**Task prompt**. Only an exact copy of the listing below will do.

**Data for processing**.
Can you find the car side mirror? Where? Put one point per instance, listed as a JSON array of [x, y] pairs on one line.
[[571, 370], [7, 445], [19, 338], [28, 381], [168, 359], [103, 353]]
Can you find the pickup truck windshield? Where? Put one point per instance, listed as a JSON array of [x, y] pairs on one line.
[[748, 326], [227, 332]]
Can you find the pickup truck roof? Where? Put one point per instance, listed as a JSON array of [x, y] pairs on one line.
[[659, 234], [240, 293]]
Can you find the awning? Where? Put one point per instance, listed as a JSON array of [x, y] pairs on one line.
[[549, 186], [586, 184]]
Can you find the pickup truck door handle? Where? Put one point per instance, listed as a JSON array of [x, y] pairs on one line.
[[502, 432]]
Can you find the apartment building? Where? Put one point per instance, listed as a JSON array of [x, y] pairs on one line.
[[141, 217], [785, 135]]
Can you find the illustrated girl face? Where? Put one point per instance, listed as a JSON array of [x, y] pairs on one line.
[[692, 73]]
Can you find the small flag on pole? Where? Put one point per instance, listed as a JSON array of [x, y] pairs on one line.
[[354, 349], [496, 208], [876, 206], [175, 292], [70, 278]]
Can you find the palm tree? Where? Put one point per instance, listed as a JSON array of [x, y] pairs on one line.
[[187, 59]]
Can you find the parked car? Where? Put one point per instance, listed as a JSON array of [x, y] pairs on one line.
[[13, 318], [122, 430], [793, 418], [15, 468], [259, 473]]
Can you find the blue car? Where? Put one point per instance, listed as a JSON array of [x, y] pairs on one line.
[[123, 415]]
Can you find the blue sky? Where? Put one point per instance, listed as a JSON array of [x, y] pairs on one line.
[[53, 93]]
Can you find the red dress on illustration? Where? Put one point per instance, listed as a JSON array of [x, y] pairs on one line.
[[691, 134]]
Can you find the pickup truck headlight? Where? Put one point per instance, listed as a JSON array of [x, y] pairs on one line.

**Answer for the task**.
Can you find the car side mirror? Where? Put one point per instance, listed as a JSON array of [x, y] pairs on one line.
[[571, 370], [7, 445], [19, 338], [28, 381], [168, 359], [103, 353]]
Can you find the pickup truck windshield? Where? Put one point per instance, listed as a JSON array of [x, y] pairs on one line.
[[748, 326], [227, 332]]
Can you find the pickup truck roof? Where? Put one point per instance, listed as a JSON array of [x, y] pairs on one line.
[[659, 234], [240, 293]]
Can you find the awning? Where? Put one point per instance, listed as a JSON array of [x, y] pairs on one line.
[[549, 186], [586, 184]]
Can you find the pickup truck door handle? Where? Put one point per instance, listed as a JSON array of [x, y] pairs on one line.
[[502, 432]]
Can you find the apartment building? Where? Put one point per instance, listed as a JSON array of [x, y] pairs on one line.
[[141, 217], [785, 135]]
Can you find the illustrated girl face? Where? Put one point per instance, listed as a JSON array of [x, y] pairs on one line.
[[692, 73]]
Can you find the small flag on pole? Where? Put one point per instance, listed as a JSON array of [x, y] pairs on one line.
[[354, 349], [496, 208], [876, 206], [175, 292], [70, 278]]
Can you find the palm tree? Where? Put one point per instance, listed as a JSON array of [x, y] pairs on one line.
[[187, 59]]
Can you find the parked car? Where? Put one point per instance, listed as a JSON array of [x, y] pairs on one line.
[[13, 318], [122, 430], [793, 418], [15, 468], [259, 473]]
Can you find the blue car? Where? Put one point per instance, listed as a JSON array of [x, y] pairs on one line.
[[123, 415]]
Can you find the blue sky? Where? Put one point per instance, listed as a JSON array of [x, y] pairs on one line.
[[53, 93]]
Can you find the red dress on illustration? Where? Put one point per instance, listed as a JSON array of [x, y] pairs on one line.
[[691, 134]]
Can you find the pickup truck headlight? Where? Put one point per instance, listed as a JSON array of [x, y] pairs on one line.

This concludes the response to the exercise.